Restate each of the lines below word for word and drop every picture.

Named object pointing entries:
==*==

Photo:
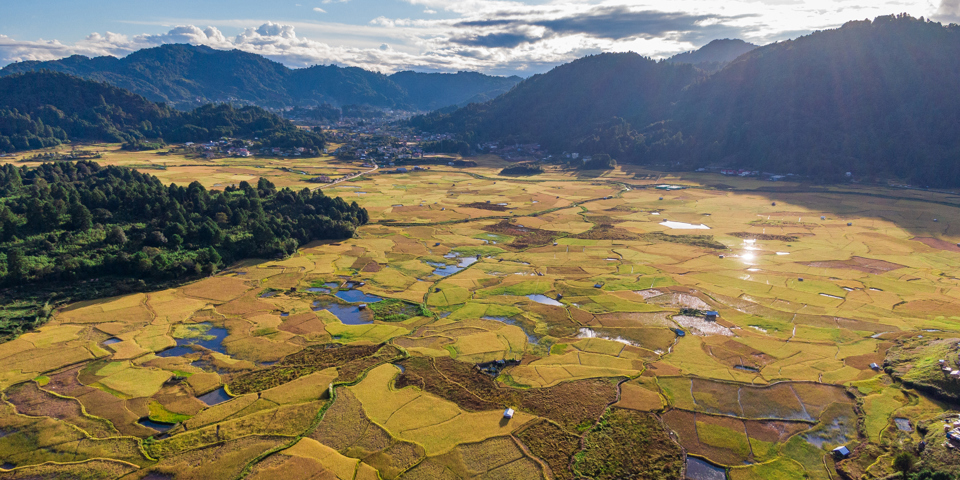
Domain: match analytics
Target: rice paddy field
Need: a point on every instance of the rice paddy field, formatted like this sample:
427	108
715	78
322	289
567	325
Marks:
579	300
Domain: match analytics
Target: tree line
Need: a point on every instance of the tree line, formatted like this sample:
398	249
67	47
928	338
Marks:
64	222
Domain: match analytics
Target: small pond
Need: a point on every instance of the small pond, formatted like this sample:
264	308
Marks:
356	296
591	333
326	288
348	314
215	397
545	300
698	469
208	337
531	337
443	270
683	226
903	424
158	426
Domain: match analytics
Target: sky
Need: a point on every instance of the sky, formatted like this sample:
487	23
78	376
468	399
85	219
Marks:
499	37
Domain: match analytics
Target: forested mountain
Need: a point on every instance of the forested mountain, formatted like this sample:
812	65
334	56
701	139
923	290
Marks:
874	98
187	76
430	91
42	109
714	55
578	103
65	222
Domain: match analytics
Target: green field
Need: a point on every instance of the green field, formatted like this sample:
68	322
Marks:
575	286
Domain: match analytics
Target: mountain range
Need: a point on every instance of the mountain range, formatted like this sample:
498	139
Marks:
874	98
715	55
44	109
187	76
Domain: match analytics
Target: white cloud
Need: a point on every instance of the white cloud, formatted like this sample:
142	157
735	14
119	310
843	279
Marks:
498	36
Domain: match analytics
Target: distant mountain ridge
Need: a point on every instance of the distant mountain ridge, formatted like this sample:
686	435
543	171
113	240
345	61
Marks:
44	109
875	98
714	55
187	76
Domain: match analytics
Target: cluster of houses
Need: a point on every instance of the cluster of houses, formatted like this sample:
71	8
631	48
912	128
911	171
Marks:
241	149
407	170
952	431
948	370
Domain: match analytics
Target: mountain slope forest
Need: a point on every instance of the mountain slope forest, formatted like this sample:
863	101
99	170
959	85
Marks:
44	109
187	76
82	230
877	98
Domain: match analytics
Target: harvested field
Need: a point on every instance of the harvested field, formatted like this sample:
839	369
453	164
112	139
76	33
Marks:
553	445
860	264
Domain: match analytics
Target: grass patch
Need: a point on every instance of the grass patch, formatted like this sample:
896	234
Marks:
628	444
393	310
159	413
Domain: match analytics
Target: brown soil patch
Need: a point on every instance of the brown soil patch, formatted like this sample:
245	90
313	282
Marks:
487	206
766	236
552	444
861	264
350	362
524	237
570	404
607	232
938	244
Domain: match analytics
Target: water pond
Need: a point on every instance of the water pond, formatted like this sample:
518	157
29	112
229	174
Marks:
903	424
443	270
158	426
545	300
356	296
531	337
215	397
347	314
698	469
591	333
683	226
208	337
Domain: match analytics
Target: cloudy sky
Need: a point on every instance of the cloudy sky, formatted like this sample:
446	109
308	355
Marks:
493	36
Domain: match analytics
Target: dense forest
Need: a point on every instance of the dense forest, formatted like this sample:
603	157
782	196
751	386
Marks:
186	76
565	106
61	223
875	98
43	109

==*==

- Solved problem:
Photo:
Domain: match analytics
Target: rice paddy field
Need: a point on every instance of the rice paddy field, formatted like this sample:
427	108
715	78
322	289
567	325
Marks:
579	300
Domain: match analytics
Target: tree line
Need: a point on every instance of the tree line, formatted like this sample:
398	249
67	47
928	338
Marks:
64	222
Domain: match analytics
Target: small pond
Need: a point on every instance of the small pond, formatted like this sample:
264	308
Marks:
356	296
591	333
326	288
348	314
215	397
545	300
698	469
208	337
531	337
443	270
683	226
903	424
158	426
Domain: match analytics
Target: sky
Need: a point on every instance of the sky, formatted like this sample:
487	23
78	376
468	399
85	219
Marks:
499	37
Domain: match analytics
Target: forested mountain
Need: a point on every instance of the forested mountain, formatted like this sample:
812	65
334	56
701	139
923	290
Marks:
874	98
187	76
430	91
42	109
714	55
578	103
65	222
Domain: match analytics
Target: green field
Need: a point on every instance of the green field, formatted like this sample:
68	322
Marks:
575	286
Domain: match analytics
Target: mountain range
Need: a point on every instance of the mountain range, formatted like this sample:
498	139
Marks:
874	98
715	55
44	109
187	76
Domain: match analytics
Target: white cloud
Need: a point on every instance of the white cloud, formatted like this sample:
142	157
735	14
119	310
843	279
Marks:
498	36
Domain: match analytics
Target: distant mountain ridge
Need: a point on every instance of the distant mountain ridge, formatted like this sample:
686	435
543	171
113	240
345	61
Marks:
44	109
875	98
714	55
187	76
Domain: match analytics
Target: cluster of houses
Need: a point on every instance of the cluster of houses, formatted like this sample:
71	8
631	48
912	128
911	171
Marks:
241	149
407	170
952	431
948	370
Domain: match analytics
Target: mountain slope forest
Need: a point on every instance of the mountain slope forest, formatted like this sample:
863	101
99	170
959	85
Marks:
44	109
187	76
82	230
877	98
Domain: match analytics
Target: harvested field
Need: a point on every instance of the harvested field, formatted like this sample:
839	369
453	164
112	139
76	33
Marks:
553	445
860	264
Domain: match analytics
Target: grass patch
Need: a point on every instance of the grass patch, formatted like this sample:
896	234
Marks:
628	444
393	310
159	413
Domain: match analytics
Target: brown soil patch
Need: a point on every instance of the brown soil patch, formatted like this sample:
245	90
313	282
Marks:
487	206
766	236
552	444
861	264
350	362
524	237
570	404
607	232
938	244
Domain: match analytics
Target: water pond
Need: a point on every instance of the water pond, formatted like this sample:
518	157
29	112
229	174
Marks:
903	424
443	270
158	426
545	300
356	296
531	337
215	397
347	314
698	469
591	333
683	226
208	337
Domain: match analytics
Target: cloudy sky
Need: a point on every instance of the cloudy sky, formatted like this sample:
446	109
308	355
Marks:
493	36
Domain: match analytics
Target: dense forest
Need: a point on every instance of the dense forest, formatted like this sample:
603	157
782	196
751	386
Marks:
186	76
565	106
61	223
875	98
43	109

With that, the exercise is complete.